**MATERIAL PROVIDED:**

○ ○ ○

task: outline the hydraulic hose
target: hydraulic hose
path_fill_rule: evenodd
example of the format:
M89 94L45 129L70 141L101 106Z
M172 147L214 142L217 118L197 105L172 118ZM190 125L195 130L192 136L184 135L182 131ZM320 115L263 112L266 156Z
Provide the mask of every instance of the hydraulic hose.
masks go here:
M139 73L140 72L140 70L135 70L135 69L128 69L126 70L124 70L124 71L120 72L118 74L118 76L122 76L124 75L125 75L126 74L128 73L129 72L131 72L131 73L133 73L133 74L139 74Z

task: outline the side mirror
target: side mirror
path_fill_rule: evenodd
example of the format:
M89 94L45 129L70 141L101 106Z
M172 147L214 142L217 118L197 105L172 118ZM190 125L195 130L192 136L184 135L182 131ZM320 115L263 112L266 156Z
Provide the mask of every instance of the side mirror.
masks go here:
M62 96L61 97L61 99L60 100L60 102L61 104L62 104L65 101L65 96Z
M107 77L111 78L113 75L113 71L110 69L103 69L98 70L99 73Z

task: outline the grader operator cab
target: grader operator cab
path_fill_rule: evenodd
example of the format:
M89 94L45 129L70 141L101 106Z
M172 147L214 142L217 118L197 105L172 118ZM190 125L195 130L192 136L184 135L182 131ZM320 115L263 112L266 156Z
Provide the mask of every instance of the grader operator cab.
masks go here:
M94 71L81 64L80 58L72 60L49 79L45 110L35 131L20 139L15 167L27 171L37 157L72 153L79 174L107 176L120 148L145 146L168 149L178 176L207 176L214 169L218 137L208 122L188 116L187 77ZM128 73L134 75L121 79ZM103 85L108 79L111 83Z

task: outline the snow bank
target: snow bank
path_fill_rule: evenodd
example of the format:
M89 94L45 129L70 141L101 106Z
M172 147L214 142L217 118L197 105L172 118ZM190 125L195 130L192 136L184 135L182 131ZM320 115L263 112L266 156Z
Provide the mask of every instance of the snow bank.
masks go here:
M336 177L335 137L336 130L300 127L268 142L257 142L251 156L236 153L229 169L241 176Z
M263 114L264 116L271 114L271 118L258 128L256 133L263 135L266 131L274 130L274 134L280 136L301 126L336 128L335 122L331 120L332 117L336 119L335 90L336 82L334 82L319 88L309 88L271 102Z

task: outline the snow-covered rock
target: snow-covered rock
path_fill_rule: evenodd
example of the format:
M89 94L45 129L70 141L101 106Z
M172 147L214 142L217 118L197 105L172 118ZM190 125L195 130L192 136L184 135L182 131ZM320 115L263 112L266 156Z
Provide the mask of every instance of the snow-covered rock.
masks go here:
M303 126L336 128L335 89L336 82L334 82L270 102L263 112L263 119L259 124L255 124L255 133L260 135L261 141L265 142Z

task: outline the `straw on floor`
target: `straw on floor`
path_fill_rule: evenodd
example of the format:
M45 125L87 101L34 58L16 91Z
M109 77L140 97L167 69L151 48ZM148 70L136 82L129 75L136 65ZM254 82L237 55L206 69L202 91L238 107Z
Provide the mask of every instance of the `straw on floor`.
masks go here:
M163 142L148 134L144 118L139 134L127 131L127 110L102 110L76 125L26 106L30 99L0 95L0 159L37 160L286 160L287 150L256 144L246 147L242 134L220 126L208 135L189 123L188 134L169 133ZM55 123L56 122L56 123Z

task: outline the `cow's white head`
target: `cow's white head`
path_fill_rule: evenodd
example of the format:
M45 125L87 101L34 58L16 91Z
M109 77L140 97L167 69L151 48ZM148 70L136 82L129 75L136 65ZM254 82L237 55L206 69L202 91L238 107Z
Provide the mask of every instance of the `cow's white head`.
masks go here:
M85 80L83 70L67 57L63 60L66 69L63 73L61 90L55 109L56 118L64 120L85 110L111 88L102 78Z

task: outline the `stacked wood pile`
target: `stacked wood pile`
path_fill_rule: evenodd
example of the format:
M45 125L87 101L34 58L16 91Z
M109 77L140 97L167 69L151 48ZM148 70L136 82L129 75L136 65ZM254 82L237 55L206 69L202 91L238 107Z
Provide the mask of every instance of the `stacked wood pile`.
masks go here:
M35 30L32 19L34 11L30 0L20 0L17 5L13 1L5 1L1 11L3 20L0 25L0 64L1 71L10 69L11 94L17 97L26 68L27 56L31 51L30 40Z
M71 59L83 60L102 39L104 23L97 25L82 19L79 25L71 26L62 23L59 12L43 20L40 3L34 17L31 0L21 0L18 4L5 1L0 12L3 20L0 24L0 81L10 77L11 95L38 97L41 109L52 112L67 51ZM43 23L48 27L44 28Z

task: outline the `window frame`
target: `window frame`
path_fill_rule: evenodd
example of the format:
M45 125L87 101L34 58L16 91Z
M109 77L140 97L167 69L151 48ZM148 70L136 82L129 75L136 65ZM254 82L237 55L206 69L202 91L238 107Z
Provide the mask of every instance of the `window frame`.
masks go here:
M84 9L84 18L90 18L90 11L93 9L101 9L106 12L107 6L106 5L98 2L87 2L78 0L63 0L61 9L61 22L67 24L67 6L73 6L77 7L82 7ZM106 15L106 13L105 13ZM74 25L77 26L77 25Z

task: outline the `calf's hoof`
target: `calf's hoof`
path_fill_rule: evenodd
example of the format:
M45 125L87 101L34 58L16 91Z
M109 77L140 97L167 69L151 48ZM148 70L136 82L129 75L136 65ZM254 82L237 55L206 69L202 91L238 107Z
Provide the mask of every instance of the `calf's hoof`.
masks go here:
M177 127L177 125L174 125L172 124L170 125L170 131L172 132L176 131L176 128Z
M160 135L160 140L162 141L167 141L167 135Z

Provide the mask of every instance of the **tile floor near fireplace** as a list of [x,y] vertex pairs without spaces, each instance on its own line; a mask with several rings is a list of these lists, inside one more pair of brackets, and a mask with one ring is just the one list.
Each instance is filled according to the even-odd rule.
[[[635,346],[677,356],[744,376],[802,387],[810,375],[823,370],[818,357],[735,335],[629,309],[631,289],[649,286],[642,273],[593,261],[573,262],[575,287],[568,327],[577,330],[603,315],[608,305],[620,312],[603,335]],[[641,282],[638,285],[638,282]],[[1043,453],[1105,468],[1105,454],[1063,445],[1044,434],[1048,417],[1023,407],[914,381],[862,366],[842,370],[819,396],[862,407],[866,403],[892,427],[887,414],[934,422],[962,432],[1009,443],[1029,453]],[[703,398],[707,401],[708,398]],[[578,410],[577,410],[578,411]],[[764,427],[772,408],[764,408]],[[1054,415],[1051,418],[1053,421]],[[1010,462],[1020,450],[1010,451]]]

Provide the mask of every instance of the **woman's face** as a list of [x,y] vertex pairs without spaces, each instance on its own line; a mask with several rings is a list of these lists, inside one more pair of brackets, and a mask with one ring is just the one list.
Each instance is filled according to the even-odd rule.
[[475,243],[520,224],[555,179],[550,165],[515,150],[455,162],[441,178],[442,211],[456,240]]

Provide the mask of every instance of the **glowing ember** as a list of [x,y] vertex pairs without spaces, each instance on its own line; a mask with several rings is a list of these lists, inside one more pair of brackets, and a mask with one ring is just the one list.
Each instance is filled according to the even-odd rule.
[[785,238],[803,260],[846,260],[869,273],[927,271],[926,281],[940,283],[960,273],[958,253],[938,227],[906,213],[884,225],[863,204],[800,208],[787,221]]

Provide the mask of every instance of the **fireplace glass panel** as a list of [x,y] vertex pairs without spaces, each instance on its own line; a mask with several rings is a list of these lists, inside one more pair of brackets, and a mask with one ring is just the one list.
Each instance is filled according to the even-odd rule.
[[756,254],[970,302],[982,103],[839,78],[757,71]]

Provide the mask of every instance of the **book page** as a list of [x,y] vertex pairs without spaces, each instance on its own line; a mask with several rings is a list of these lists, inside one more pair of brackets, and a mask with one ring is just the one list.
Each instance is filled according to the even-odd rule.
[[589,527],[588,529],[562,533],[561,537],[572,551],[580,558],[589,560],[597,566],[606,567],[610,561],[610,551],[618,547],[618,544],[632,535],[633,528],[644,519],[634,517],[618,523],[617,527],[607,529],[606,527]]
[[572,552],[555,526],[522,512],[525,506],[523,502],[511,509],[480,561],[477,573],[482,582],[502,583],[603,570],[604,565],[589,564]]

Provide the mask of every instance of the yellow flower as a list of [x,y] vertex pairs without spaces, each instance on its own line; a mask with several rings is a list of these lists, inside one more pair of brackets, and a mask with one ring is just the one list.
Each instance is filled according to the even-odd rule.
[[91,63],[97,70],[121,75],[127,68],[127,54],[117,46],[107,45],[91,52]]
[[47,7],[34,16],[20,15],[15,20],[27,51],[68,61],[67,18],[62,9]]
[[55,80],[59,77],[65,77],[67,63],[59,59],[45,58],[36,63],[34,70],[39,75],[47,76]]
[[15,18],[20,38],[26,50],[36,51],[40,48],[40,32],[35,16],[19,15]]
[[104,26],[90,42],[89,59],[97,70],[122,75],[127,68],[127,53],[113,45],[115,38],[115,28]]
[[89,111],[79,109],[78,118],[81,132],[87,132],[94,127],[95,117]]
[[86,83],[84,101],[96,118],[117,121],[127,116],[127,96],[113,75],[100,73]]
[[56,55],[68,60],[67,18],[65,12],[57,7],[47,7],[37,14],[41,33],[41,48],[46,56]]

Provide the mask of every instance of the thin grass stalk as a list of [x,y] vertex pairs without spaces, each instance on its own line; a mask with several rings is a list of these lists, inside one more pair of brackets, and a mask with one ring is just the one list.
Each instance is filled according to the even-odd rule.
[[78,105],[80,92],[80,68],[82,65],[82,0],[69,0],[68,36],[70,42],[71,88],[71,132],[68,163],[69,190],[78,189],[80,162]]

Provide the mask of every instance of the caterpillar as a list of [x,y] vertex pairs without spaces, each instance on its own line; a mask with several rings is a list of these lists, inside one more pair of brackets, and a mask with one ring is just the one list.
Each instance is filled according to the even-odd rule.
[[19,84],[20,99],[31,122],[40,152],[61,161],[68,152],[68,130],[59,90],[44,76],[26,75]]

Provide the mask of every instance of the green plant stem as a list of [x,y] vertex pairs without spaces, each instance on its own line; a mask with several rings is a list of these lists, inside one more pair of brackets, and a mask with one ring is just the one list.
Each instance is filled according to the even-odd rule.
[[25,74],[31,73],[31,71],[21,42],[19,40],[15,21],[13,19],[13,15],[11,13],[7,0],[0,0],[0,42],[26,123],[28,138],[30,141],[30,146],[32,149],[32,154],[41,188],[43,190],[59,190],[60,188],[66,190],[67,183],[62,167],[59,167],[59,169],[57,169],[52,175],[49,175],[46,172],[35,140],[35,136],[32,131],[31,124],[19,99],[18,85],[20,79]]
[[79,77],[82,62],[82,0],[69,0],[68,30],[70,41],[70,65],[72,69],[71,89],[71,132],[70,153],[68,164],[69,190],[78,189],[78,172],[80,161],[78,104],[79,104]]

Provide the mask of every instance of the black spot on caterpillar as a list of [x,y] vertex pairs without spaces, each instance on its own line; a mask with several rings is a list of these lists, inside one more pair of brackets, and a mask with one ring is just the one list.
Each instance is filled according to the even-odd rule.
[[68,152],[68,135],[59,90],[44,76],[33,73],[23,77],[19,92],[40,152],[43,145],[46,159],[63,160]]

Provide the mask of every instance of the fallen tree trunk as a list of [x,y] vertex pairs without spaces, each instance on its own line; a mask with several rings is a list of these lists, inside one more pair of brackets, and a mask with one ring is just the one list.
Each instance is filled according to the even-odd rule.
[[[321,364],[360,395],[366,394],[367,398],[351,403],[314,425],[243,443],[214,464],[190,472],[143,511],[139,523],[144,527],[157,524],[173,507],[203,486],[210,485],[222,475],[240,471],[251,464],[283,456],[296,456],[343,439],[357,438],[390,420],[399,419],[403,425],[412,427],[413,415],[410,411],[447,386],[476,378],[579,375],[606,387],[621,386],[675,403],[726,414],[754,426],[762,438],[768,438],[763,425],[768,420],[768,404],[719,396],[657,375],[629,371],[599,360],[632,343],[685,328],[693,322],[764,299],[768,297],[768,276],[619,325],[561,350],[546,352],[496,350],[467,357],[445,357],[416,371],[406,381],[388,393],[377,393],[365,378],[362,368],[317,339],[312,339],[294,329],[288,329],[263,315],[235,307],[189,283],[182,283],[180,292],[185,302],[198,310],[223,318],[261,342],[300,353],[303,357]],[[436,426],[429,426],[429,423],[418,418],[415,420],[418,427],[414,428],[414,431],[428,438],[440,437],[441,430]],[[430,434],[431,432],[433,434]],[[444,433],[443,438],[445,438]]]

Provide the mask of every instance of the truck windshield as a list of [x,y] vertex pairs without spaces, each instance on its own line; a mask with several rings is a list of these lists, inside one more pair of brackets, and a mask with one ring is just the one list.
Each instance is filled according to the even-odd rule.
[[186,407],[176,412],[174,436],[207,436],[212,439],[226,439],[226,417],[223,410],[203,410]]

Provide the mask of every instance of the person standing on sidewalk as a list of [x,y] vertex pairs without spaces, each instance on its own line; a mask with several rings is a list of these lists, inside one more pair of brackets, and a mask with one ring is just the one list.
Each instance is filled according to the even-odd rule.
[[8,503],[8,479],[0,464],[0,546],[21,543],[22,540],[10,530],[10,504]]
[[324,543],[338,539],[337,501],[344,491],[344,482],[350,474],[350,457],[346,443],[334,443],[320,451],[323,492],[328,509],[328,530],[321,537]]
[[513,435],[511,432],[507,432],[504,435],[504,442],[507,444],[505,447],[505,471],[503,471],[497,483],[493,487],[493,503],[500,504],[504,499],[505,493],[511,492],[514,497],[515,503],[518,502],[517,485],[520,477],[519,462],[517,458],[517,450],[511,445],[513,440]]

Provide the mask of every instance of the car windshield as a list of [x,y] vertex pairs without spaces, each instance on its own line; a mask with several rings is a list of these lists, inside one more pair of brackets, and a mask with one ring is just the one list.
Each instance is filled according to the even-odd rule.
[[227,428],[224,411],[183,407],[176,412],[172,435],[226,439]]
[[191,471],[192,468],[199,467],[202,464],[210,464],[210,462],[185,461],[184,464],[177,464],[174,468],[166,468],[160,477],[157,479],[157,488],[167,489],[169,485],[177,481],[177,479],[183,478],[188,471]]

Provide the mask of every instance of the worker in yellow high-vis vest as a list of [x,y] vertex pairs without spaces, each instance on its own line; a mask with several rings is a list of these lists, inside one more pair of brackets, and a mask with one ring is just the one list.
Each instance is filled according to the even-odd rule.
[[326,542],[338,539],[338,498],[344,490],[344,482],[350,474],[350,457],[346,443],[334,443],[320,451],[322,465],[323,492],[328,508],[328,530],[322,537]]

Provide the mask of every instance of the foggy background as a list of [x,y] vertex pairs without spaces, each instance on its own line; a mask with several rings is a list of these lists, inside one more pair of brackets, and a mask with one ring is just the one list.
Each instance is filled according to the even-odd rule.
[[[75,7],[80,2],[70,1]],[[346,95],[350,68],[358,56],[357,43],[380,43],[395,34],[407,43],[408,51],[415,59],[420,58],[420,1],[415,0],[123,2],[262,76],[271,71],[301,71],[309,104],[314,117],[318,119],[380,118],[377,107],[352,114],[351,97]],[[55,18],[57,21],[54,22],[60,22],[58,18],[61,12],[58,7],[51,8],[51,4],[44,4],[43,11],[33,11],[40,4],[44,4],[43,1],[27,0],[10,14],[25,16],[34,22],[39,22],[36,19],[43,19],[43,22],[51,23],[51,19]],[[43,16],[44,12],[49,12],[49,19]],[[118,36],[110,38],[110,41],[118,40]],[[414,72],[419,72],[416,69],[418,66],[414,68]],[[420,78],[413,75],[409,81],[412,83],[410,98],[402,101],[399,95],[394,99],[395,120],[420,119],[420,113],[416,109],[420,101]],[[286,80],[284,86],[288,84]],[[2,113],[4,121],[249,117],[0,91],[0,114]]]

○ ○ ○

**SET EXERCISE:** Reproduce, unchanged, the lines from the one containing "task: outline the grader operator cab" through the one containing "M94 71L81 64L80", including both of those lines.

**RESPONSE TO THIS TASK:**
task: outline the grader operator cab
target: grader operator cab
path_fill_rule: evenodd
example of the format:
M89 94L45 129L70 141L101 106Z
M172 147L214 142L217 118L197 105L172 118ZM190 125L195 130L192 136L184 135L182 131ZM320 115L263 112L266 156Z
Provide the mask of every instance of the grader operator cab.
masks go here:
M94 71L81 64L80 58L72 60L49 79L45 110L35 131L20 139L15 167L27 171L37 157L72 153L79 174L107 176L120 148L145 146L168 149L178 176L207 176L214 169L218 137L208 122L188 116L187 77ZM128 73L134 75L121 79ZM103 85L108 79L111 83Z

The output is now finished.